__What to do__
Reproduce the material that follows exactly, with no line left out.

__Supplied material__
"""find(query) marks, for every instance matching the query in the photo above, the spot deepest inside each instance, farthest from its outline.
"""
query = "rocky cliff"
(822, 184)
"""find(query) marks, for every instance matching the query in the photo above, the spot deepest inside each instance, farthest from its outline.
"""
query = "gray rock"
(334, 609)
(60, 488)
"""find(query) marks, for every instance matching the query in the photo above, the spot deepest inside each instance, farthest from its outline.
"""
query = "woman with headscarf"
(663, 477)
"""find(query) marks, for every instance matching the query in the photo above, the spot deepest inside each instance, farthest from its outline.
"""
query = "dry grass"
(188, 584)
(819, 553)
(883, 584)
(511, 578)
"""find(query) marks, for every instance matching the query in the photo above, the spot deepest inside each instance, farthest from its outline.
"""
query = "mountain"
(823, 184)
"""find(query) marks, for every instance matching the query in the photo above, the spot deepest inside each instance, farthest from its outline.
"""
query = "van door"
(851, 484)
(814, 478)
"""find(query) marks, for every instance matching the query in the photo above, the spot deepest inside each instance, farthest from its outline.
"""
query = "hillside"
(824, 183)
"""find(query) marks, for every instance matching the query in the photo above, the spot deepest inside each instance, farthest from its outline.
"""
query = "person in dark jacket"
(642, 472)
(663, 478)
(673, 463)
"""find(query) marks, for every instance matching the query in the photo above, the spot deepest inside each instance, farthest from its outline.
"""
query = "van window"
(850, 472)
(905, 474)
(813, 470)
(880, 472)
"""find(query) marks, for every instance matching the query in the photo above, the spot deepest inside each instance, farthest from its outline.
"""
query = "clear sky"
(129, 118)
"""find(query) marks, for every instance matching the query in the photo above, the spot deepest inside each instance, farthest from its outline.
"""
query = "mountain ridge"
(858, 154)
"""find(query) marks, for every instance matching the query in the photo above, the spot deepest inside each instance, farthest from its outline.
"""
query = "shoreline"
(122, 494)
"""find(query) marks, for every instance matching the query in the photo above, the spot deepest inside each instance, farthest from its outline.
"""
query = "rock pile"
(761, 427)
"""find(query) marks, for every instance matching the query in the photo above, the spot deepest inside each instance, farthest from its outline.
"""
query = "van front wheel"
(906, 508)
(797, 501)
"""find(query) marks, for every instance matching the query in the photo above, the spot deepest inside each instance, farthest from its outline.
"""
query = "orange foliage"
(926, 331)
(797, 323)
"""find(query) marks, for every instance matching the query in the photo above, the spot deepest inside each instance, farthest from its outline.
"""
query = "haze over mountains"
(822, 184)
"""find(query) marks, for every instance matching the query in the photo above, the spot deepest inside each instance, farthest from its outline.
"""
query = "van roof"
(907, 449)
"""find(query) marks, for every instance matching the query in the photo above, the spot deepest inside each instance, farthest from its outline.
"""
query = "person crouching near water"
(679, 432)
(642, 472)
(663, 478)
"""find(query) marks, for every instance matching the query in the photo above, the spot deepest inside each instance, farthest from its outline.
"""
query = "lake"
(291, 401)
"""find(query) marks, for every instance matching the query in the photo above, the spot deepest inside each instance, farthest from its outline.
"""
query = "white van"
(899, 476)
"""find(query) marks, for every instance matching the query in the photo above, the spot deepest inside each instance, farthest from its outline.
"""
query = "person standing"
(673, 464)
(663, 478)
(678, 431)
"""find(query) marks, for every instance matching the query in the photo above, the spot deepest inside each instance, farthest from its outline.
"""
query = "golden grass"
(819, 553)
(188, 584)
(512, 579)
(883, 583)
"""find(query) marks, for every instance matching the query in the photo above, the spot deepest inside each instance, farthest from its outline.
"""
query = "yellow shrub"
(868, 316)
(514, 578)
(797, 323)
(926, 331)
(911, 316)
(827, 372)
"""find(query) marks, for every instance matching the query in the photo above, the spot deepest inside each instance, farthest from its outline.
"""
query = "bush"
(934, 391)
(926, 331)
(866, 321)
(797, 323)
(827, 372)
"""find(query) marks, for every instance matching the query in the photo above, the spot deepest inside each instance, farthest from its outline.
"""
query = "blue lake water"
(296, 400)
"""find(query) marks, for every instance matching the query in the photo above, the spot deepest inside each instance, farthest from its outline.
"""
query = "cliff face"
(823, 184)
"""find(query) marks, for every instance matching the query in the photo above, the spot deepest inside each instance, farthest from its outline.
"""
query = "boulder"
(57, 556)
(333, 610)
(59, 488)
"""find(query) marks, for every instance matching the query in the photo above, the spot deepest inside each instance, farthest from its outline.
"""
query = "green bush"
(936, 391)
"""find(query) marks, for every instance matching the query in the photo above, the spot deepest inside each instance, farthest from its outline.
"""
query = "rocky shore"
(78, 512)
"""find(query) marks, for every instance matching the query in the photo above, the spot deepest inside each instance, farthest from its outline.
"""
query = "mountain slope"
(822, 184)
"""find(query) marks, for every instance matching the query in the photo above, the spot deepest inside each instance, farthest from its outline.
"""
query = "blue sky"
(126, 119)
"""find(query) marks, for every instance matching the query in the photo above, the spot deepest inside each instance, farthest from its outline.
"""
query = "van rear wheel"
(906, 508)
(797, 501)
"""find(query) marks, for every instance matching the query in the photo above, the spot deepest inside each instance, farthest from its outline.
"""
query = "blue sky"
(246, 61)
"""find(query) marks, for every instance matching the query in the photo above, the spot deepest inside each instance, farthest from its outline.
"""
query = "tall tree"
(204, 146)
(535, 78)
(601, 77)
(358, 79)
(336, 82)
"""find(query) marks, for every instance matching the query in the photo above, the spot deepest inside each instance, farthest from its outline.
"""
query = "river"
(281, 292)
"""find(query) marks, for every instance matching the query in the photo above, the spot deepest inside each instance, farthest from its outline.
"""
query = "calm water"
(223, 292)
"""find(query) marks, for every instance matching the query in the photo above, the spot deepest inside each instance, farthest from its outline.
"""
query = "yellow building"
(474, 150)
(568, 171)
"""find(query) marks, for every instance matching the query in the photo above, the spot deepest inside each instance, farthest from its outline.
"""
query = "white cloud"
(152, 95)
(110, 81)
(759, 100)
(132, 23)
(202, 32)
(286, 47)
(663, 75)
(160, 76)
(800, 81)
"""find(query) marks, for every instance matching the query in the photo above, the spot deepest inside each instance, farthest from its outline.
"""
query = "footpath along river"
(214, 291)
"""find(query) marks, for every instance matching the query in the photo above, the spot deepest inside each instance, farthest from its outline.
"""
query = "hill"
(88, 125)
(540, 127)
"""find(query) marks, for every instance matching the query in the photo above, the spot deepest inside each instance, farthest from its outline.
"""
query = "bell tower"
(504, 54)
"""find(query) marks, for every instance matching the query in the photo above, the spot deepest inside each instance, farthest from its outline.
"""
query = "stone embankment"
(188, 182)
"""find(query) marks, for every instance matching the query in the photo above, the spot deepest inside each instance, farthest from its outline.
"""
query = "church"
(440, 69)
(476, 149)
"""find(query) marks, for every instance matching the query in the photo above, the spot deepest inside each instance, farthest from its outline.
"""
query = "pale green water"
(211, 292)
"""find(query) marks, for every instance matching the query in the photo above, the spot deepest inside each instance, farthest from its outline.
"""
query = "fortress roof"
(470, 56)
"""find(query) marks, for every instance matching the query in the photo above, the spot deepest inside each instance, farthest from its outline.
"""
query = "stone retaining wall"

__Answer box__
"""find(query) marks, for every instance matching the query in the photo above, the spot deepest inside each instance, farthest from its outline.
"""
query = "rocky cliff"
(822, 184)
"""find(query) marks, for every instance matching the query in the photo above, the spot deepest inside each instance, farthest from its outline.
"""
query = "gray rock"
(334, 609)
(60, 488)
"""find(query) marks, for every instance matching the query in the photo above, the spot deepest inside each instance, farthest from its outline.
"""
query = "woman with headscarf"
(663, 477)
"""find(query) marks, for every instance matching the query in the photo above, the spot deepest inside each instance, farthest from its outline.
"""
query = "dry grass"
(188, 584)
(819, 553)
(883, 584)
(511, 578)
"""find(query) marks, for every instance matching the query in the photo above, the spot deepest inside each instance, farthest from its outline.
"""
query = "mountain"
(823, 184)
"""find(query) marks, for every instance matching the query in the photo above, the spot deepest inside each instance, farthest from its outline.
"""
query = "van door"
(851, 484)
(814, 478)
"""find(query) marks, for every instance matching the query in the photo above, the spot deepest inside each instance, farthest from its outline.
"""
query = "hillside"
(824, 183)
"""find(query) marks, for every instance matching the query in the photo above, the spot deepest inside each instance, farthest from its outline.
"""
query = "person in dark jacket"
(642, 472)
(663, 478)
(673, 463)
"""find(query) marks, for every instance matching the query in the photo above, the spot deepest inside each instance, farthest from its outline.
"""
query = "van window"
(850, 472)
(905, 474)
(813, 470)
(880, 472)
"""find(query) marks, for every instance matching the query in the photo above, the spot deepest inside each instance, farthest from its outline.
"""
query = "clear sky"
(129, 118)
"""find(query) marks, for every instance matching the query in the photo above, the spot deepest inside each instance, farthest from its outline.
"""
query = "mountain ridge"
(858, 154)
"""find(query) marks, for every instance matching the query in the photo above, the spot deepest inside each instance, farthest from its outline.
"""
query = "shoreline"
(122, 494)
"""find(query) marks, for every instance matching the query in the photo above, the spot deepest inside each instance, farthest from its outline.
"""
query = "rock pile"
(761, 427)
"""find(query) marks, for every instance matching the query in the photo above, the spot deepest inside each instance, farthest from its outline.
"""
query = "van front wheel"
(906, 508)
(797, 501)
"""find(query) marks, for every instance matching the query in the photo above, the spot deepest inside each instance, farthest from its outline.
"""
query = "orange foliage"
(926, 331)
(797, 323)
"""find(query) marks, for every instance matching the query in the photo above, the spot deepest inside each instance, farthest from its outline.
"""
query = "haze over mountains"
(822, 184)
"""find(query) marks, for every instance matching the query in the photo above, the spot deepest inside each instance, farthest from its outline.
"""
query = "van roof"
(907, 449)
"""find(query) marks, for every instance matching the query in the photo above, the spot deepest inside each instance, farthest from its outline.
"""
query = "person crouching near water"
(679, 432)
(642, 472)
(663, 478)
"""find(query) marks, for every instance matching the query in the photo above, the spot deepest inside each instance, farthest from its outline.
"""
query = "lake"
(291, 401)
"""find(query) marks, for every instance matching the query in the photo above, the spot deepest inside each instance, farthest from its outline.
"""
query = "white van"
(899, 476)
"""find(query) marks, for every instance matching the query in the photo above, the spot deepest inside each instance, farthest from its outline.
"""
query = "person standing"
(673, 464)
(663, 478)
(678, 431)
"""find(query) marks, for every instance matching the query in the photo above, the spot deepest inside each instance, farthest from its outline.
"""
query = "golden grass"
(819, 553)
(188, 584)
(512, 579)
(883, 583)
"""find(query) marks, for every instance matching the query in the photo above, the spot deepest inside each instance, farthest from its outline.
"""
query = "yellow shrub"
(868, 316)
(514, 578)
(797, 323)
(926, 331)
(911, 316)
(827, 372)
"""find(query) marks, for every instance matching the query in the photo above, the spot deepest inside each instance, farthest from its outline.
"""
query = "bush"
(934, 391)
(926, 331)
(866, 321)
(797, 323)
(827, 372)
"""find(query) marks, for every instance matching the query in the photo above, the spot deepest inside each instance, farthest from its outline.
"""
query = "blue lake water"
(296, 400)
"""find(query) marks, for every instance matching the query in the photo above, the spot deepest inside each instance, farthest from its outline.
"""
query = "cliff face"
(823, 184)
"""find(query) marks, for every instance matching the query in the photo above, the spot deepest inside each instance, farthest from its outline.
"""
query = "boulder"
(57, 556)
(333, 610)
(59, 488)
"""find(query) marks, for every instance matching the query in the photo above, the spot deepest inside each instance, farthest from its outline.
"""
query = "green bush"
(936, 391)
"""find(query) marks, for every instance matching the query in the photo above, the spot deepest inside each instance, farthest from its outline.
"""
query = "rocky shore"
(78, 512)
"""find(query) marks, for every instance matching the query in the photo above, the spot deepest inside each instance, farthest from its outline.
"""
query = "mountain slope"
(822, 184)
"""find(query) marks, for every instance matching the query in the photo above, the spot deepest inside each instance, farthest from its outline.
"""
query = "blue sky"
(126, 119)
"""find(query) marks, for every instance matching the query in the photo above, the spot deepest inside each instance, farthest from its outline.
"""
query = "van rear wheel"
(906, 508)
(797, 501)
"""find(query) marks, for every instance matching the query in the photo above, the spot deepest inside each instance, farthest from its outline.
"""
query = "blue sky"
(246, 61)
"""find(query) marks, for every instance matching the query in the photo above, the spot deepest inside each instance, farthest from its outline.
"""
query = "tall tree"
(204, 146)
(535, 78)
(601, 77)
(358, 79)
(336, 82)
"""find(query) marks, for every instance matching the query in the photo above, the spot deepest inside each instance, farthest from its outline.
"""
query = "river"
(281, 292)
"""find(query) marks, for every instance matching the query in the photo above, the spot deepest inside each instance, farthest from its outline.
"""
query = "calm water"
(223, 292)
"""find(query) marks, for every instance matching the query in the photo above, the spot deepest inside each instance, farthest from its outline.
"""
query = "yellow building"
(474, 150)
(568, 171)
"""find(query) marks, for every instance matching the query in the photo above, the spot deepest inside each instance, farthest from its outline.
"""
query = "white cloud"
(152, 95)
(110, 81)
(759, 100)
(132, 23)
(202, 32)
(286, 47)
(663, 75)
(160, 76)
(800, 81)
"""find(query) marks, for every instance matching the query in the photo above, the spot deepest inside each instance, farthest from its outline.
"""
query = "footpath along river"
(214, 291)
"""find(query) marks, for every instance matching the query in the photo above, the spot deepest inside each instance, farthest from its outline.
"""
query = "hill"
(88, 125)
(540, 127)
"""find(query) marks, for every instance matching the query in the photo above, the spot deepest inside each instance, farthest from its outline.
"""
query = "bell tower"
(504, 54)
"""find(query) marks, for every instance matching the query in the photo above, the spot deepest inside each instance, farthest from its outline.
"""
query = "stone embankment"
(188, 182)
"""find(query) marks, for every instance matching the query in the photo above, the spot deepest inside each instance, farthest from its outline.
"""
query = "church"
(440, 69)
(476, 149)
"""find(query) marks, for every instance matching the query in the photo above, the spot deepest inside each instance, farthest from its outline.
"""
query = "pale green water"
(211, 292)
"""find(query) marks, for every instance matching the query in the photo above, the spot deepest inside each instance, farthest from its outline.
"""
query = "fortress roof"
(470, 56)
"""find(query) marks, for every instance matching the query in the photo above, the spot deepest inside each instance, farthest from its outline.
"""
query = "stone retaining wall"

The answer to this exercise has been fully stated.